(Named-object pointing items)
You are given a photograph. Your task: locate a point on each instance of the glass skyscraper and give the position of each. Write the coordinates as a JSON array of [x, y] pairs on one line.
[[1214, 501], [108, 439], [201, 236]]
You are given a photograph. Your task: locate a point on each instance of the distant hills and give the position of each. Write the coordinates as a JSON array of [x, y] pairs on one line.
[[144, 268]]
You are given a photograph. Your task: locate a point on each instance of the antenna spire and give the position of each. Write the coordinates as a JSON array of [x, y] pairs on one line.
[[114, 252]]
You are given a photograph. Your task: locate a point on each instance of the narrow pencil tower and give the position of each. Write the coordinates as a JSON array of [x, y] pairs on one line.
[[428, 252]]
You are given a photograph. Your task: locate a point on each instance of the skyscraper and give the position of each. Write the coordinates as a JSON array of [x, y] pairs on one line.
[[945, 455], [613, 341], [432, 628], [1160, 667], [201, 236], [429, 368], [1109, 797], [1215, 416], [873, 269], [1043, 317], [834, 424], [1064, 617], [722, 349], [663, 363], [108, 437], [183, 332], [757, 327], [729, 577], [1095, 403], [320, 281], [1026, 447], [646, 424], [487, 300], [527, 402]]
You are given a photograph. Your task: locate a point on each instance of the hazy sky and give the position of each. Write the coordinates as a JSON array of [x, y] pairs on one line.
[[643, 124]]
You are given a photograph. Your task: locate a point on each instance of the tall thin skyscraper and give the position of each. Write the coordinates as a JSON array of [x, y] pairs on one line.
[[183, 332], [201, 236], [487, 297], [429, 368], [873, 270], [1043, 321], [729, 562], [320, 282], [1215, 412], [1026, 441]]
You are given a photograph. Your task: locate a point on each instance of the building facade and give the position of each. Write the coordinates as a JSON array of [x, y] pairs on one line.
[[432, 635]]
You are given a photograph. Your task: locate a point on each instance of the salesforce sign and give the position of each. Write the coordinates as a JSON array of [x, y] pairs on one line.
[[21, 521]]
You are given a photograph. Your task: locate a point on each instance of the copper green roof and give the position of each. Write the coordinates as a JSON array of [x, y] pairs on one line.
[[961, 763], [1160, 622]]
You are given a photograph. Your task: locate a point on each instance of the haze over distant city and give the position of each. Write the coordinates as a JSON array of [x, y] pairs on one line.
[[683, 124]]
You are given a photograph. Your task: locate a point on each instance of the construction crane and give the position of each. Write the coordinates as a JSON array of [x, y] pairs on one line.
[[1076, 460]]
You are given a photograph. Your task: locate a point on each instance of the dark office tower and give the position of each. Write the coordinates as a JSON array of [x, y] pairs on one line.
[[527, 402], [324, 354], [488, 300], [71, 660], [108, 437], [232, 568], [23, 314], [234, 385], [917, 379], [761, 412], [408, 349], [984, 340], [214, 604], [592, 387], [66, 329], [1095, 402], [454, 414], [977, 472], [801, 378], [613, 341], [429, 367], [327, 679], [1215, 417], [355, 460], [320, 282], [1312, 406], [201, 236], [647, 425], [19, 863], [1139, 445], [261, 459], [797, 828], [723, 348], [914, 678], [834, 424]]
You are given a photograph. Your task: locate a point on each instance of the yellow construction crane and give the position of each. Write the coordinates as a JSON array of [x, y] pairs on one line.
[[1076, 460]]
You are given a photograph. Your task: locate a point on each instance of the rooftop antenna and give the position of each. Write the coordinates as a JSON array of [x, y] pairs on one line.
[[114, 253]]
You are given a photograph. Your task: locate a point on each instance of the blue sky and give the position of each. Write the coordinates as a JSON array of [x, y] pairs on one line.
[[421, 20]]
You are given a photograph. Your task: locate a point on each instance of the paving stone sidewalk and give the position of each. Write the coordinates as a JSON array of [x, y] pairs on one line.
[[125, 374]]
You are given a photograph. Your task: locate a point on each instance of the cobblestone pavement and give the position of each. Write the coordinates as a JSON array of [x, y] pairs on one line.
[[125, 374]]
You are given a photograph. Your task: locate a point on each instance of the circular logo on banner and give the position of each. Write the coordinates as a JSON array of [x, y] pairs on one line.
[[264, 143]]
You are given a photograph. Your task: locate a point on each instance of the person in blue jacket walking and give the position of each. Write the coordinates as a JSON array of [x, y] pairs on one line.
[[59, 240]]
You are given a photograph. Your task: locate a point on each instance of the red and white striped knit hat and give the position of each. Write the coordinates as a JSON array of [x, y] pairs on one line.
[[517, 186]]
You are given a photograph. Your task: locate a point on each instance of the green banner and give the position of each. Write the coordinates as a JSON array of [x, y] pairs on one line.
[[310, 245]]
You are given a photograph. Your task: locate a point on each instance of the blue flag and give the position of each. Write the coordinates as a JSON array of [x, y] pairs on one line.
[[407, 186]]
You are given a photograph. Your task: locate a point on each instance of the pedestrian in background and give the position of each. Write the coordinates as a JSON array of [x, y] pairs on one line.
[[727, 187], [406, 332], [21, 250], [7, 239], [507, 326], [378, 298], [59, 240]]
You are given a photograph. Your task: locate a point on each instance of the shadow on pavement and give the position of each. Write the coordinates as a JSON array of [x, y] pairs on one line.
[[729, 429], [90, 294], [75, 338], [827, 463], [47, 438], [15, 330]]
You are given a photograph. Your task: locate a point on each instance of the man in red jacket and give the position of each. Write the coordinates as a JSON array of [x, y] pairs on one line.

-- WHAT YOU ARE ASKED TO DO --
Replace "building facade" with "storefront" in the stretch from the line containing "of the hazy" through the line containing "[[21, 521]]", leaving everything else unchanged. Give only those lines.

-- EXPECTED ANSWER --
You are given a photograph. Your task: locate a point on each instance of the hazy sky and give the position of each. Write the coordinates as a JSON array of [x, y] pairs on one line.
[[643, 124]]
You are given a photograph. Your task: locate a point on each instance of the tall thin skyscraper and give the position of each. Write the coordinates as a JSON array of [x, y] pairs on one line.
[[183, 332], [201, 236], [487, 297], [429, 368], [873, 270], [1043, 321], [729, 562], [320, 282], [1215, 412], [1026, 441]]
You are given a photograph. Your task: locate a point on each instance of the storefront and give the position of each. Write the coordinates as a JSON array of [x, y] pairs on one line.
[[432, 635]]
You are given a photograph. Your task: locate a point on each instance of the salesforce sign and give the position of each. Write the coordinates as a JSON array of [x, y] pairs on one line.
[[21, 521]]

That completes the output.